* Required work
Copy the lines below word for word, omitting the pictures from your answer.

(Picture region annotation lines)

------------------------------------------------

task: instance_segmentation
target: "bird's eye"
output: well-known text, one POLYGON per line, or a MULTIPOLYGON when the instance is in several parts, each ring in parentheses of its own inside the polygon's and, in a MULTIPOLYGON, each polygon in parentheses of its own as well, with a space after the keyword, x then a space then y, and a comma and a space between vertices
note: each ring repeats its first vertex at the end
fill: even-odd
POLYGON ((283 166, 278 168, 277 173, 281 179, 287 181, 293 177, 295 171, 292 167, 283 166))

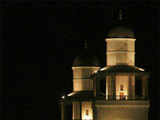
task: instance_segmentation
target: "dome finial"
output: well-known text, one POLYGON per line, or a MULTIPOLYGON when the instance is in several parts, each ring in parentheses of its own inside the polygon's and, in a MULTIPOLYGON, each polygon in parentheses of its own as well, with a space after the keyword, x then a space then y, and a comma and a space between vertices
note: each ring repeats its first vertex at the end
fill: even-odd
POLYGON ((87 45, 87 40, 84 40, 84 48, 88 48, 88 45, 87 45))
POLYGON ((120 20, 120 21, 122 20, 122 17, 123 17, 123 16, 122 16, 122 9, 120 9, 120 10, 119 10, 119 20, 120 20))

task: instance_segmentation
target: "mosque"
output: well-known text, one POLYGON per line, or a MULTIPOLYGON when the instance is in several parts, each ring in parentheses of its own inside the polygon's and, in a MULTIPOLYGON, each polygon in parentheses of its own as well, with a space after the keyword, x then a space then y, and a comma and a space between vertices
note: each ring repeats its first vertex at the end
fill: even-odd
POLYGON ((135 41, 131 28, 122 24, 111 28, 105 39, 105 67, 85 47, 73 62, 73 92, 62 96, 61 120, 67 120, 68 104, 72 120, 148 120, 149 75, 135 66, 135 41))

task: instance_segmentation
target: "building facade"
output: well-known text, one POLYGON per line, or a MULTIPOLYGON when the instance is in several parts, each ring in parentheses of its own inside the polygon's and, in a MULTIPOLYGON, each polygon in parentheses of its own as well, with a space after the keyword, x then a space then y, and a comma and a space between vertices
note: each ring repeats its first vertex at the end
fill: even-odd
POLYGON ((148 120, 148 74, 135 66, 135 35, 119 25, 106 41, 106 66, 87 47, 73 63, 73 92, 61 100, 62 120, 65 105, 72 105, 72 120, 148 120), (100 89, 106 81, 106 91, 100 89))

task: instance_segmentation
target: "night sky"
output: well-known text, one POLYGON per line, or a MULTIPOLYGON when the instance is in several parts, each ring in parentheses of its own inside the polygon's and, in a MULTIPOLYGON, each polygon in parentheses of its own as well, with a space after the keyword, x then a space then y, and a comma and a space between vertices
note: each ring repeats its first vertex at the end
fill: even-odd
POLYGON ((151 74, 150 120, 159 120, 160 8, 111 2, 4 2, 0 5, 0 111, 5 120, 60 120, 72 91, 72 63, 88 48, 105 66, 105 38, 117 9, 136 33, 136 66, 151 74), (2 106, 2 107, 1 107, 2 106))

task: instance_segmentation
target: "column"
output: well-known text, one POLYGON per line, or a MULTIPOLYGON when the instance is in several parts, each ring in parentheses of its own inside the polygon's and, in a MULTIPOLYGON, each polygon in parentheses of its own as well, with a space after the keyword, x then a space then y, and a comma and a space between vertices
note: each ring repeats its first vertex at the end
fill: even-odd
POLYGON ((61 101, 61 120, 65 120, 65 104, 61 101))
POLYGON ((133 99, 133 95, 132 95, 132 75, 129 74, 128 75, 128 99, 133 99))
POLYGON ((129 74, 128 99, 135 99, 135 74, 129 74))
POLYGON ((108 76, 107 78, 108 80, 108 99, 112 99, 112 77, 111 76, 108 76))
POLYGON ((147 79, 142 78, 142 96, 143 98, 148 97, 148 86, 147 86, 147 79))
POLYGON ((97 120, 97 118, 96 118, 95 100, 93 100, 93 102, 92 102, 92 109, 93 109, 93 120, 97 120))
POLYGON ((80 101, 80 120, 82 120, 82 102, 80 101))
POLYGON ((116 74, 112 75, 112 96, 113 99, 116 99, 116 74))

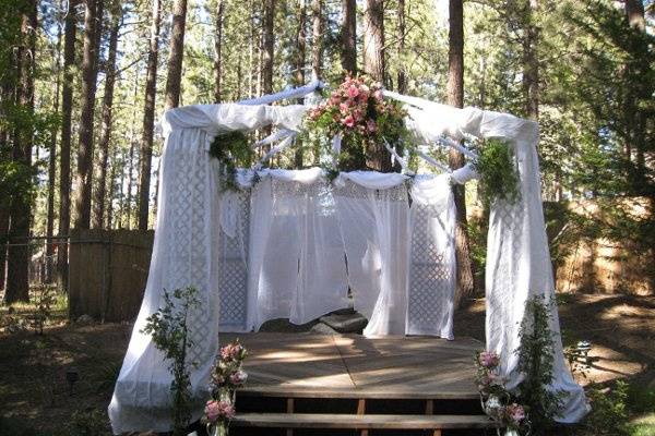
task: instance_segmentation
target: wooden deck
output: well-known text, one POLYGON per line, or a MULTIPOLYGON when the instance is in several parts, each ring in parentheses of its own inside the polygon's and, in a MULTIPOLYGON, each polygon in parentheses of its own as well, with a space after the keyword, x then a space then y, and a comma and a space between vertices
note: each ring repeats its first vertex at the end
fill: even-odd
POLYGON ((473 356, 484 344, 425 337, 222 334, 249 351, 247 396, 355 399, 476 399, 473 356))

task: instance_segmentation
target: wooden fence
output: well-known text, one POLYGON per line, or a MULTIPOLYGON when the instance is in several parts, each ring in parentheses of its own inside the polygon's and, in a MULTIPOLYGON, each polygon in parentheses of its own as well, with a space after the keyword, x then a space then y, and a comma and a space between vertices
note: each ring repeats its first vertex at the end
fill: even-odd
MULTIPOLYGON (((598 214, 594 202, 545 204, 549 237, 567 225, 570 210, 598 214), (553 207, 557 206, 557 207, 553 207), (555 209, 555 210, 553 210, 555 209), (553 219, 555 218, 555 219, 553 219)), ((644 209, 638 207, 638 214, 644 209)), ((567 250, 551 241, 557 288, 564 292, 655 294, 655 258, 630 241, 591 239, 574 227, 567 250)), ((132 320, 139 313, 153 246, 154 232, 138 230, 73 230, 70 240, 70 315, 88 314, 107 322, 132 320)))
POLYGON ((132 320, 139 313, 154 232, 72 230, 69 315, 106 322, 132 320))

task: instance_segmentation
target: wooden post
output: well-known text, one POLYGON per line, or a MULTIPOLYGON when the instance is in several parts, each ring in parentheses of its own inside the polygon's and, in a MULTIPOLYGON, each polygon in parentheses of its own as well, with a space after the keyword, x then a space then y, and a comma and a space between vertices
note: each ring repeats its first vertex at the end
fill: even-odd
MULTIPOLYGON (((357 400, 357 414, 364 415, 366 413, 366 399, 361 398, 357 400)), ((361 429, 360 436, 368 436, 368 429, 361 429)))
POLYGON ((434 414, 434 400, 427 400, 426 401, 426 415, 432 415, 434 414))
MULTIPOLYGON (((287 413, 294 413, 294 399, 287 398, 287 413)), ((287 428, 286 436, 294 436, 294 429, 287 428)))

------------------------------------------------

* Answer to this task
task: instance_segmentation
target: "bird's eye"
output: well-known text, one POLYGON per line, or a MULTIPOLYGON when the instance is in several parts, each ring in parentheses of its own inside the polygon's and, in a MULTIPOLYGON, each polygon in parentheses of its own as well, with a space after the keyword, x then a space then y, and a comma and a space between vertices
note: each ring repeats its first vertex at the end
fill: even-odd
POLYGON ((283 166, 278 168, 277 173, 281 179, 287 181, 293 177, 295 171, 292 167, 283 166))

task: instance_segmentation
target: "dome finial"
output: well-known text, one POLYGON per line, or a MULTIPOLYGON when the instance is in several parts, each ring in parentheses of its own inside the polygon's and, in a MULTIPOLYGON, each polygon in parentheses of its own as well, with a space after the keyword, x then a space then y, and a comma and a space between vertices
note: each ring repeats its first vertex at the end
fill: even-odd
POLYGON ((87 45, 87 40, 84 40, 84 48, 88 48, 88 45, 87 45))
POLYGON ((120 20, 120 21, 122 20, 122 17, 123 17, 123 16, 122 16, 122 9, 120 9, 120 10, 119 10, 119 20, 120 20))

task: instance_segmentation
target: "mosque"
output: well-known text, one POLYGON per line, or a MULTIPOLYGON when the instance is in several parts, each ring in parentheses of its own inside the polygon's and, in a MULTIPOLYGON, each polygon in parentheses of its own as well, with a space after the keyword, x then a space then y, and a comma and a space between vertices
note: each ring repeats its first vertex at the end
fill: even-odd
POLYGON ((135 41, 131 28, 122 24, 111 28, 105 39, 105 67, 85 47, 73 62, 73 92, 62 96, 61 120, 67 120, 68 104, 72 120, 148 120, 149 75, 135 66, 135 41))

task: instance_segmentation
target: "building facade"
output: well-known text, one POLYGON per line, or a MULTIPOLYGON when the instance is in several parts, each ring in parentheses of its own inside the polygon's and, in a MULTIPOLYGON, each polygon in parentheses of its own as well, with a space after the keyword, x then a space then y, and a comma and a space between vertices
note: each ring repeats its first vertex at the end
fill: even-odd
POLYGON ((148 120, 148 74, 135 66, 135 35, 119 25, 106 41, 106 66, 87 47, 73 63, 73 92, 61 100, 62 120, 65 105, 72 105, 72 120, 148 120), (100 89, 106 81, 106 91, 100 89))

task: instance_segmentation
target: "night sky"
output: well-known text, one POLYGON per line, or a MULTIPOLYGON when the instance is in several parts, each ring in parentheses of its own inside the polygon's and, in a MULTIPOLYGON, each polygon in parentheses of its own as well, with a space after the keyword, x then a space then y, and a comma and a space between vertices
note: each ring repeats its first vertex at the end
fill: even-odd
POLYGON ((151 74, 150 120, 159 120, 160 8, 111 2, 4 2, 0 5, 0 111, 5 120, 60 120, 72 91, 72 63, 88 48, 105 66, 105 38, 117 9, 136 33, 136 66, 151 74), (2 106, 2 107, 1 107, 2 106))

task: instance_segmentation
target: "column"
output: well-known text, one POLYGON per line, or a MULTIPOLYGON when the instance is in several parts, each ring in parentheses of its own inside the polygon's and, in a MULTIPOLYGON, each polygon in parentheses of its own as well, with a space after the keyword, x then a space then y, and a comma and a space between vertices
note: each ring repeats its first vertex at the end
fill: even-odd
POLYGON ((61 101, 61 120, 65 120, 65 104, 61 101))
POLYGON ((133 99, 133 95, 132 95, 132 75, 129 74, 128 75, 128 99, 133 99))
POLYGON ((129 74, 128 99, 135 99, 135 74, 129 74))
POLYGON ((108 76, 107 78, 108 80, 108 99, 112 99, 112 77, 111 76, 108 76))
POLYGON ((147 79, 142 78, 142 96, 143 98, 148 97, 148 86, 147 86, 147 79))
POLYGON ((97 120, 97 118, 96 118, 95 100, 93 100, 93 102, 92 102, 92 109, 93 109, 93 120, 97 120))
POLYGON ((80 101, 80 120, 82 120, 82 102, 80 101))
POLYGON ((116 74, 112 75, 112 96, 113 99, 116 99, 116 74))

task: instance_segmentation
target: wooden deck
output: well-known text, one POLYGON per line, or a MULTIPOLYGON when the instance is in several parts, each ring in parentheses of its own inside the polygon's and, in a MULTIPOLYGON, each polygon in parentheses of its own as well, with a space after the keyword, x then a space then y, and a comma and a space between vertices
note: each ring repeats its first vertex at the end
fill: even-odd
POLYGON ((473 356, 484 344, 425 337, 222 334, 249 351, 247 396, 355 399, 476 399, 473 356))

task: instance_segmentation
target: wooden fence
output: well-known text, one POLYGON per line, or a MULTIPOLYGON when the instance is in several parts, each ring in parentheses of its own inside the polygon's and, in a MULTIPOLYGON, each polygon in parentheses of its own as well, with a space after the keyword, x then a space then y, and a comma and a space between vertices
note: each ring repeats its first vertex at the end
fill: even-odd
MULTIPOLYGON (((598 214, 594 202, 545 204, 549 237, 567 225, 570 210, 598 214), (553 207, 557 206, 557 207, 553 207), (555 209, 555 210, 553 210, 555 209), (553 219, 555 218, 555 219, 553 219)), ((644 209, 638 207, 638 214, 644 209)), ((567 250, 551 241, 557 288, 564 292, 655 294, 655 258, 630 241, 591 239, 574 227, 567 250)), ((132 320, 139 313, 153 246, 154 232, 138 230, 73 230, 70 240, 70 315, 88 314, 107 322, 132 320)))
POLYGON ((132 320, 139 313, 154 232, 72 230, 69 315, 106 322, 132 320))

task: instance_segmentation
target: wooden post
output: well-known text, one POLYGON per line, or a MULTIPOLYGON when the instance is in several parts, each ring in parentheses of its own inside the polygon's and, in a MULTIPOLYGON, each polygon in parentheses of its own as well, with a space after the keyword, x then a space then y, and a comma and a space between vertices
note: each ring repeats its first vertex at the end
fill: even-odd
MULTIPOLYGON (((357 400, 357 414, 364 415, 366 413, 366 399, 361 398, 357 400)), ((361 429, 360 436, 368 436, 368 429, 361 429)))
POLYGON ((434 414, 434 400, 427 400, 426 401, 426 415, 432 415, 434 414))
MULTIPOLYGON (((287 413, 294 413, 294 399, 287 398, 287 413)), ((287 428, 286 436, 294 436, 294 429, 287 428)))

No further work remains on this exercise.